§ **Stated goal 1**:
Filter the rows below and copy out every line that contains the string "water".

§ **Passage shown**:
Bilingualism and the role of biculturals in global teams, cross-cultural
communication, and innovation offer an increasingly relevant area of
research.

We also invite submissions that treat language as a methodological question
and a window into cultural meanings. While IB researchers often construct
survey instruments in multiple languages and pay considerable attention to
equivalence of meaning and backtranslation (Usunier, 2011), the effect of
the chosen language on survey responses is seldom examined. Language can act
as a type of psychological priming that then affects survey responses.
Further, data are generally collected and analyzed in one or multiple
languages but reported predominantly in English. Such translations and
crossing of language boundaries often go un-mentioned and un-problematized
in methodology sections of published IB articles and therefore do not enter
methodological debates. 

Submissions that contribute to the field by offering novel linguistic
approaches are also encouraged. These approaches could be derived from
semiotics, evolutionary linguistics, socio-linguistics, neuro-linguistics,
as well as from other non-linguistically based fields such as political
sciences, psychology, or artificial intelligence in order to shed light on
constructs such as translation, intercultural communication, negotiation, as
well as micro aspects of managing MNCs. Here, scholars are invited to redraw
the intellectual reach of IB from a language perspective. 

Potential Themes of Interest to This Special Issue
The purpose of this special issue is, therefore, to identify new research
questions and avenues that originate from a focus on language. We welcome
papers that approach well-established IB phenomena through a language lens
or make a contribution through interdisciplinary pollination (Cantwell &
Brannen, 2011). Our call for papers invites language-sensitive research that
is pluralistic in terms of underlying philosophical assumptions and research
methods employed (Welch et al., 2011). We intend to include theoretical and
conceptual contributions as well as empirical work that draw on qualitative
or quantitative methods or an innovative mix of both. To achieve these
goals, we also welcome conceptual pieces that attempt to frame language
issues in IB and encourage submissions that are related to the following
themes: 

Control, coordination, and communication in international organizations
• In what ways does language use (corporate as well as national language
use) affect communication and coordination within and outside international
organizations?
• Is it meaningful for MNCs to have official language policies? If so, how
should they be designed and implemented? 
• How do national languages blend with corporate language? 
• How do language policies and practices differ between large MNCs, SMEs,
and NGOs, and what are the effects on productivity?  
• How does language use evolve in MNCs and what is the effect on
organizational growth and performance?

§ **Raw records**:
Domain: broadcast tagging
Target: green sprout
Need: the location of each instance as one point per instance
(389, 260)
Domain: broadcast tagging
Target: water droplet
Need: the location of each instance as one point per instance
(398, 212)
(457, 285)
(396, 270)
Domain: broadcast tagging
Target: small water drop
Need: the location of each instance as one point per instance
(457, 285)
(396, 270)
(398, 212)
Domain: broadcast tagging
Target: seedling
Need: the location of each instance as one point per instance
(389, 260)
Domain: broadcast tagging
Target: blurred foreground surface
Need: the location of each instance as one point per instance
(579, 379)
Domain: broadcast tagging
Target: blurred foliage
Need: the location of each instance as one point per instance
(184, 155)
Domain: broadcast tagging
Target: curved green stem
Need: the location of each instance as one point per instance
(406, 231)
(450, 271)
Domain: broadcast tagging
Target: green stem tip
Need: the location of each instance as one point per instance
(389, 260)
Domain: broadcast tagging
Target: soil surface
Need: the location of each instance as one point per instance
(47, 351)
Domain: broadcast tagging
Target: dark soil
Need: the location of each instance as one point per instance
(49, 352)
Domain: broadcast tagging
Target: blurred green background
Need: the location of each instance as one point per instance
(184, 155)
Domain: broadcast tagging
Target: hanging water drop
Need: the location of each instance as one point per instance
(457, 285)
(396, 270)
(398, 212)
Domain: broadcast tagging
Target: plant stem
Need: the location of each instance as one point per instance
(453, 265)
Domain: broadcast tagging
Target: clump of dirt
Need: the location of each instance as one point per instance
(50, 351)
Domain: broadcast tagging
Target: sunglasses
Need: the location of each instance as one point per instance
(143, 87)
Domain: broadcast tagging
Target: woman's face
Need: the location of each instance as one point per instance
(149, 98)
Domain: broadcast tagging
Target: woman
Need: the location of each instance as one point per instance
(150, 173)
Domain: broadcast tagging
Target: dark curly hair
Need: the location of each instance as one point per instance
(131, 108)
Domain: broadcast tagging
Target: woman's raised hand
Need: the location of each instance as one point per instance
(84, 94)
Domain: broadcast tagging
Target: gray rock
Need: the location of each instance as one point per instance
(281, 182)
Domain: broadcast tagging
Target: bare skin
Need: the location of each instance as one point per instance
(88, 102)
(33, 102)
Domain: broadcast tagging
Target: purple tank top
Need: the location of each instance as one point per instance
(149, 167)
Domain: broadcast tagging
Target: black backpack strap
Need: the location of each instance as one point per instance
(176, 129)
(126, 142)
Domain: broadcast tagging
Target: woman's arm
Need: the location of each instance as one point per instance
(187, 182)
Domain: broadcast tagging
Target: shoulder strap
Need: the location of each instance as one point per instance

§ **Stated goal 2**:
Name each source cited in the call for papers on language in international business, giving author and year as the text shows them.

§ **Worked solution 1**:
Target: water droplet
Target: small water drop
Target: hanging water drop

§ **Worked solution 2**:
Usunier, 2011
Cantwell & Brannen, 2011
Welch et al., 2011